-- Supplied records start --
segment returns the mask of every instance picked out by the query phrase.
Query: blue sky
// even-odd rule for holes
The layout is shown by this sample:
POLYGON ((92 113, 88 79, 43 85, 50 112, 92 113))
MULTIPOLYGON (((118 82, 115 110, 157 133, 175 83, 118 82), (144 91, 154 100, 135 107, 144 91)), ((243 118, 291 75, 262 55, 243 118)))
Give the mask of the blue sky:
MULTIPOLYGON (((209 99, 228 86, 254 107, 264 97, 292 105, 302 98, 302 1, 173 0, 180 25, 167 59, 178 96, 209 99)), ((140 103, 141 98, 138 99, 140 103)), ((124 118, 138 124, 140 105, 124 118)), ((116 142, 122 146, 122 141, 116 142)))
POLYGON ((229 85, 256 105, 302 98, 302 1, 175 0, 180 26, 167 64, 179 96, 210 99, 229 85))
-- Supplied records end --
Reproduce all of the rows above character for character, with nothing changed.

Full solution:
segment returns the mask of every instance picked out by the query phrase.
Query: blue sky
// even-odd rule for holes
The layout is shown by this sample:
POLYGON ((92 113, 88 79, 43 85, 50 112, 92 113))
MULTIPOLYGON (((118 82, 115 110, 157 133, 175 83, 118 82), (144 91, 154 100, 135 107, 144 91)), ((243 118, 291 75, 262 55, 243 118)))
Give the mask of the blue sky:
MULTIPOLYGON (((209 99, 228 86, 254 107, 264 97, 292 105, 302 98, 302 1, 173 0, 180 25, 167 59, 178 96, 209 99)), ((140 103, 141 98, 138 99, 140 103)), ((124 118, 138 124, 140 105, 124 118)), ((116 142, 122 146, 122 141, 116 142)))
POLYGON ((229 85, 256 105, 302 98, 302 1, 175 0, 180 26, 167 64, 179 96, 210 99, 229 85))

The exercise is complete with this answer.